TASK REQUIREMENTS ▸ Carry on the text passage about Spain's AVE high-speed rail from the point where it stops.

TEXT PASSAGE ▸
============================================================
Furthermore, the AVE is a direct competitor to airline travel. Amidst the 21^st century, growing concerns regarding greenhouse gas emissions and pollutions are increasingly prevalent in airline travel. HSR alleviates current road and air congestion problems; and subsequent pollution by reducing private vehicle dependency. AVE has become a significant contributor to decarbonising efforts spearheaded in Europe.

Spain’s geographic location makes it an important link between Europe, Africa and the Americas. The emergence of high-speed rail as an efficient and modern transport choice plays a role in boosting Spain’s domestic and international mobility. The AVE has enhanced both accessibility and regional connectivity, particularly benefiting Spain’s growing tourism industry.

Transportation and tourism are closely tied economic activities; the AVE connects the capital, Madrid, with the most prominent tourist destination cities in Seville, Barcelona and Valencia. For example, Madrid-Barcelona is the busiest and most profitable corridor, attracting both business travellers and tourists alike, and providing a fast, reliable and competitive alternative to air travel. Key primary markets for high-speed rail service include:

• Major urban centres and business travel
• Tourism and leisure travel
• Coastal and regional connectivity

• International travel

Given the high construction and operation costs of high-speed rail services, return on investment depends upon attracting sufficient passenger ridership and patronage. High-speed trains should link cities of sufficient size for a sizeable pool of travellers. Furthermore, these services are intended for a mix of medium-distance and long-distance journeys. The AVE also accommodates international travel, connecting Barcelona with Paris, Lyon, Marseille, and Toulouse through the high-speed network.
============================================================
[Items from a data source]
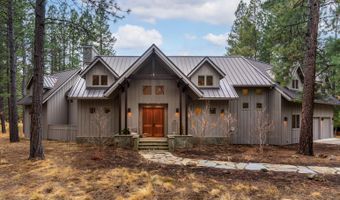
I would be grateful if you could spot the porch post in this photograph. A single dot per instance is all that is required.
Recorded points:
(119, 110)
(180, 110)
(125, 121)
(186, 114)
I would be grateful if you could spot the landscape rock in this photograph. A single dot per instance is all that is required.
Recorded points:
(295, 156)
(332, 157)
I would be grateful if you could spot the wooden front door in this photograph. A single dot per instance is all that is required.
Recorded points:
(153, 122)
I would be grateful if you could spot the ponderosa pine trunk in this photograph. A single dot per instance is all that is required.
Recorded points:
(2, 115)
(306, 132)
(36, 147)
(23, 82)
(13, 115)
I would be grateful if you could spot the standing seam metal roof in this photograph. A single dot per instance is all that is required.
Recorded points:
(238, 72)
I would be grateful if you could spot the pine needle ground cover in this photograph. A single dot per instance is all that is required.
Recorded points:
(73, 171)
(325, 154)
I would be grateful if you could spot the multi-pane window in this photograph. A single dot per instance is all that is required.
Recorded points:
(295, 121)
(201, 80)
(259, 105)
(103, 79)
(295, 84)
(258, 91)
(159, 90)
(212, 110)
(245, 92)
(95, 80)
(147, 90)
(209, 80)
(245, 105)
(92, 110)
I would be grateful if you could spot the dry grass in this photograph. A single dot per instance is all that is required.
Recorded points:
(325, 154)
(69, 173)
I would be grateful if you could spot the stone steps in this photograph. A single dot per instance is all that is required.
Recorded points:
(153, 144)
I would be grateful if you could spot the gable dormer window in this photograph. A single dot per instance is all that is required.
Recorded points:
(295, 84)
(103, 79)
(210, 80)
(95, 80)
(201, 80)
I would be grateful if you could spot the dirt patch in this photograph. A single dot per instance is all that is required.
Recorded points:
(325, 154)
(73, 171)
============================================================
WRITTEN RESPONSE ▸
In the 19^th century, the Kingdom of Spain was an agrarian economy – an economy that depended on the agricultural as its primary means of support^[9]. The nation had lagged behind its industrialising Western neighbours. Pioneered first in Great Britain in the 1820s, the first steam-powered railway corridor in Spain was developed along the coastal peninsula, connecting Barcelona and Mataro in 1848. By this time, France and UK had already developed extensive networks.

Spain has a relatively mountainous terrain with sparse inland waterways, separating regional and coastal settlements. Spain’s challenging geography severely restricted early railroad development. The nation’s railroad infrastructure was built ahead of demand in a country with a relatively low and scattered population density. Spain’s economic growth flourished at the coastal peninsula, marking coastal shipping as the dominant mode of trade^[9]. By 1848, there were only two canals operating within inland Spain. The Canal Imperial de Aragon (88km) and the Canal de Castilla (210km). The development of railways became a national priority. Private companies were primarily responsible for the construction of new infrastructure, although, many initiatives received Government subsidies. Before railroads, people and goods were transported overland and through coastal shipping. This mode had poor territorial reach and accessibility, and was a key factor in Spain’s economic stagnation during the 19^th century.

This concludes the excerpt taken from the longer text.